VMM: Add kernel support for VM contexts [1/2]
authorBarret Rhoden <brho@cs.berkeley.edu>
Tue, 2 Feb 2016 16:58:24 +0000 (11:58 -0500)
committerBarret Rhoden <brho@cs.berkeley.edu>
Tue, 2 Feb 2016 22:43:52 +0000 (17:43 -0500)
The kernel now knows how to pop VM contexts and handle VM exits.

As of this commit, we're still using the old KVM loop.  The HOST_RIP on
resume is still set to use the old KVM loop, IPI injection still uses the
vmctl, and userspace does not ask it to use contexts.

Signed-off-by: Barret Rhoden <brho@cs.berkeley.edu>
kern/arch/x86/process64.c
kern/arch/x86/trap.c
kern/arch/x86/trap64.h
kern/arch/x86/trapentry64.S
user/pthread/pthread.c

index bf2cb4b..14cfcd6 100644 (file)
@@ -73,12 +73,113 @@ static void __attribute__((noreturn)) proc_pop_swtf(struct sw_trapframe *tf)

_Named-object pointing records_
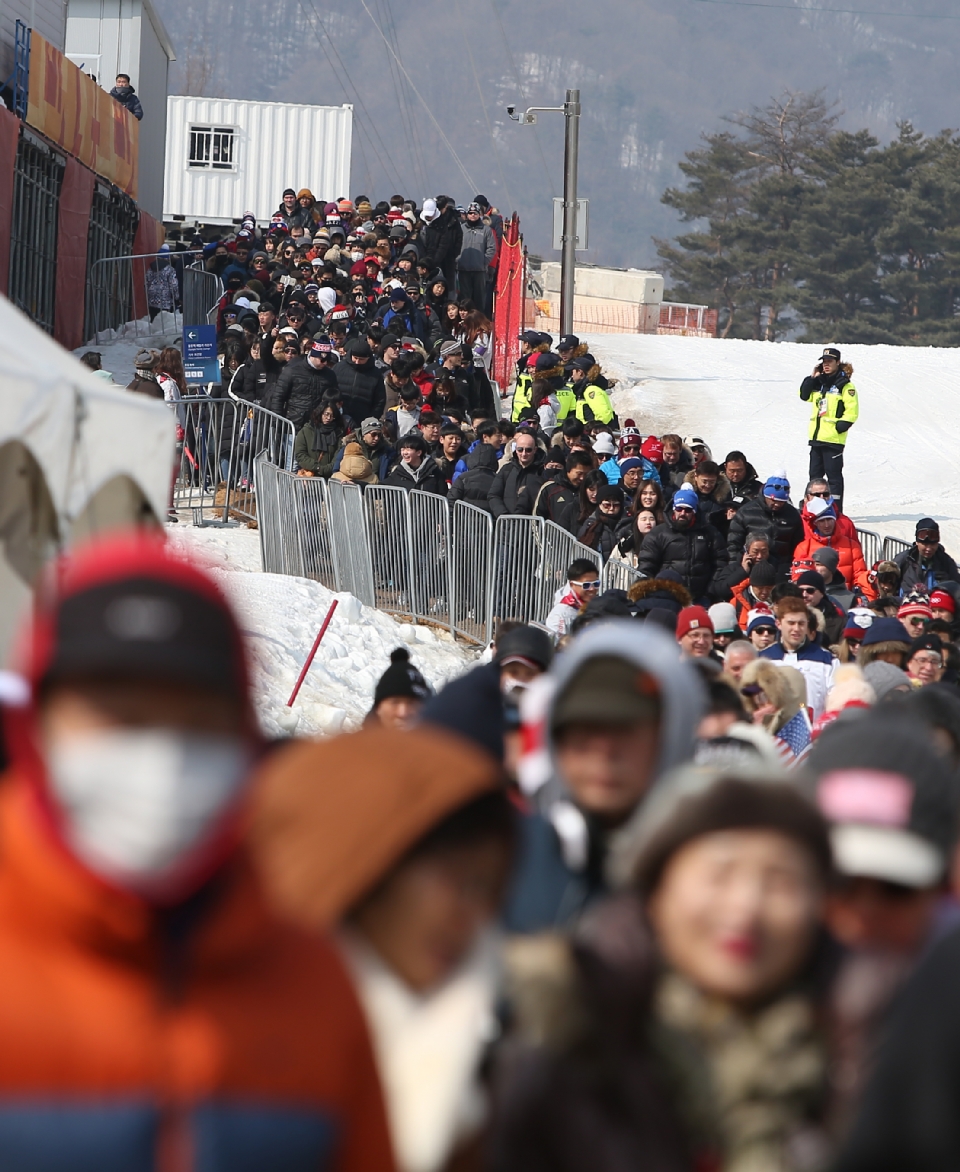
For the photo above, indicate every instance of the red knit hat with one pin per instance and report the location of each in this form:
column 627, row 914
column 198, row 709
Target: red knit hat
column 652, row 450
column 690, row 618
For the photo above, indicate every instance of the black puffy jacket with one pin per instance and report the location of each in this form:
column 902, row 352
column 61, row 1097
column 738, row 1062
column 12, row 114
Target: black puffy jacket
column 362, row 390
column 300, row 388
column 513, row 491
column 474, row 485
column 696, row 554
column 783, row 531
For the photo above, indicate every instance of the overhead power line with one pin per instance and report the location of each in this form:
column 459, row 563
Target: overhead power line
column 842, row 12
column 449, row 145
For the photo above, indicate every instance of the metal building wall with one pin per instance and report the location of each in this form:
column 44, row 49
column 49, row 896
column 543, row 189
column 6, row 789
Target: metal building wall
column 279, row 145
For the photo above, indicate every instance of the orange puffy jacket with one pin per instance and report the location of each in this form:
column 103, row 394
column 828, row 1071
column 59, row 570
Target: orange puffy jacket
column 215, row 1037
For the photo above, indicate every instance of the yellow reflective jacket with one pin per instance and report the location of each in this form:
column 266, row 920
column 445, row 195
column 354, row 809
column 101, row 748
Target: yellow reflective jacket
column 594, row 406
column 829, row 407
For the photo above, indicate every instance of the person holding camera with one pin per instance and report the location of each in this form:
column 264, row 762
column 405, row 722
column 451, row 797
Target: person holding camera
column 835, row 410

_REQUIRED WORK_
[A] Duplicate the stretch of the commit message from "The kernel now" through "bf2cb4b..14cfcd6 100644 (file)".
[B] The commit message says the kernel can now pop VM contexts, yet the old KVM loop is still in use. What explanation does it give for that?

_PROBLEM SOLUTIONS_
[A]
The kernel now knows how to pop VM contexts and handle VM exits.

As of this commit, we're still using the old KVM loop.  The HOST_RIP on
resume is still set to use the old KVM loop, IPI injection still uses the
vmctl, and userspace does not ask it to use contexts.

Signed-off-by: Barret Rhoden <brho@cs.berkeley.edu>
kern/arch/x86/process64.c
kern/arch/x86/trap.c
kern/arch/x86/trap64.h
kern/arch/x86/trapentry64.S
user/pthread/pthread.c

index bf2cb4b..14cfcd6 100644 (file)

[B] The HOST_RIP on resume is still set to the old KVM loop. IPI injection still goes through the vmctl, and userspace does not yet ask the kernel to use VM contexts.